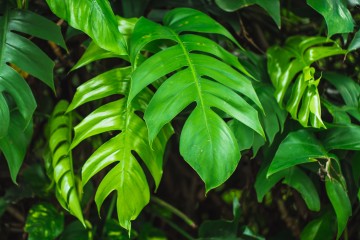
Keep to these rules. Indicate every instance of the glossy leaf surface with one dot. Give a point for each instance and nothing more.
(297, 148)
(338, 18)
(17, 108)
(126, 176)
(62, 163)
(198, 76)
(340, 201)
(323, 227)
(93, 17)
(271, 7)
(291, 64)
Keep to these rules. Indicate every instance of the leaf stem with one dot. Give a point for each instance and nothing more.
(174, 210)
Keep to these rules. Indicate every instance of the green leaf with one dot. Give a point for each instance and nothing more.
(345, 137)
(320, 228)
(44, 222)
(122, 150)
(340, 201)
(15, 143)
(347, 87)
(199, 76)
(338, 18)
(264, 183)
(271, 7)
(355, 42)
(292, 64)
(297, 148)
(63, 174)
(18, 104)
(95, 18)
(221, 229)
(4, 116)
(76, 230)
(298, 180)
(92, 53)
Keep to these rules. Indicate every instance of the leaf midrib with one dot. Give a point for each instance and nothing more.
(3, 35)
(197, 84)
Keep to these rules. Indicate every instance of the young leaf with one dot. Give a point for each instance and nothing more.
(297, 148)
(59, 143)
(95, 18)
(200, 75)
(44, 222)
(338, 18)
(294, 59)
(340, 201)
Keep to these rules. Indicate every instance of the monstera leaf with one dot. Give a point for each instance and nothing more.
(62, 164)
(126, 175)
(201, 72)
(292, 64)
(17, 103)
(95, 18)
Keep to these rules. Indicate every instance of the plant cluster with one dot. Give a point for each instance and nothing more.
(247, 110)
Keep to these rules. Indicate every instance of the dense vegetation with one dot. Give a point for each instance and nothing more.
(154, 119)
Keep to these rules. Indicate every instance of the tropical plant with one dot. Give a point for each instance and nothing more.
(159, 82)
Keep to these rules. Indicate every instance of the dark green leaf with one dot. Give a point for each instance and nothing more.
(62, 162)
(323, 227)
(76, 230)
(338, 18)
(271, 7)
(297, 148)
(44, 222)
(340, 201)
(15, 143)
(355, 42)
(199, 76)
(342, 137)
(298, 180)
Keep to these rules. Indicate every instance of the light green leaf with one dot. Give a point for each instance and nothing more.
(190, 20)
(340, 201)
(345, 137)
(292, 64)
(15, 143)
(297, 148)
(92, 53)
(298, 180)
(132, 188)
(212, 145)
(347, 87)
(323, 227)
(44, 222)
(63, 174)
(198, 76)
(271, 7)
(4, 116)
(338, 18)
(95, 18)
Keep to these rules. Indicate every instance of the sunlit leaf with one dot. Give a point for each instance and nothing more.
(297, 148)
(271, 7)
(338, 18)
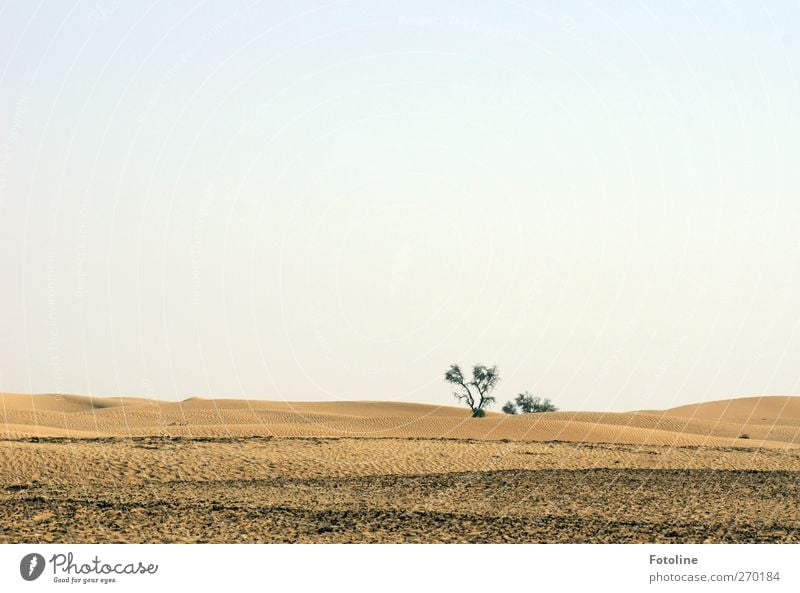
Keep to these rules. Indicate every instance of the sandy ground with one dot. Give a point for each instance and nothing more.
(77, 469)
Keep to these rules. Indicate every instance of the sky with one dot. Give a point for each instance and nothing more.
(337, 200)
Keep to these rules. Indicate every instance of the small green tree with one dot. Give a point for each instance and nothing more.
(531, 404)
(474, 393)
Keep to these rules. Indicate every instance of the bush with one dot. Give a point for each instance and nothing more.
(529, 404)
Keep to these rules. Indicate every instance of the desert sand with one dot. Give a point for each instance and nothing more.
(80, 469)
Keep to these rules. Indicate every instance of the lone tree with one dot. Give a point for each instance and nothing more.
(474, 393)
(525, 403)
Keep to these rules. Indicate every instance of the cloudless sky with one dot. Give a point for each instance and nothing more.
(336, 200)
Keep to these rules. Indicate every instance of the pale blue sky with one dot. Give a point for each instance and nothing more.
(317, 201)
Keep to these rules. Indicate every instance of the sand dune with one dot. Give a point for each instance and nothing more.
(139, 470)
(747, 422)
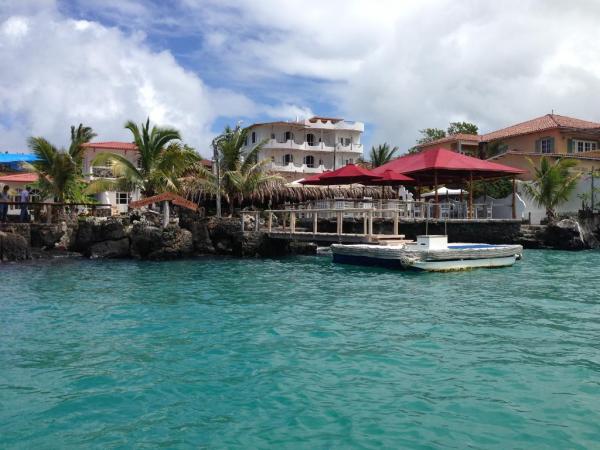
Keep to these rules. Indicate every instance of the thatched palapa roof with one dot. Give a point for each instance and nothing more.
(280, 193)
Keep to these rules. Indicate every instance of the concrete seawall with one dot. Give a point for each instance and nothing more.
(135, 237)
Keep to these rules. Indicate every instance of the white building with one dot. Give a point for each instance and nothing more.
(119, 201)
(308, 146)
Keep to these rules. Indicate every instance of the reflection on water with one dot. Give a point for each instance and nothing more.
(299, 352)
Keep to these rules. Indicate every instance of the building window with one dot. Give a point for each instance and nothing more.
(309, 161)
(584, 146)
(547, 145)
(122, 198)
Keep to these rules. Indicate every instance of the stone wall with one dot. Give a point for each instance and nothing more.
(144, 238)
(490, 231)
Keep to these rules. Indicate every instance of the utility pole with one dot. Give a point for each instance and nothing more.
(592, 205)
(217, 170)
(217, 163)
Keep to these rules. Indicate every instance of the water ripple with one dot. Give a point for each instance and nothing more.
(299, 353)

•••••

Return the lines above exactly as they appear, beginning with the line that contains "Keep to these rules. Indicate every instance of the water" and continuing through the last of the lines.

Keep to these rules. Indicate every instance of the water ripple with one dot. Give a point for each instance and nothing more.
(299, 353)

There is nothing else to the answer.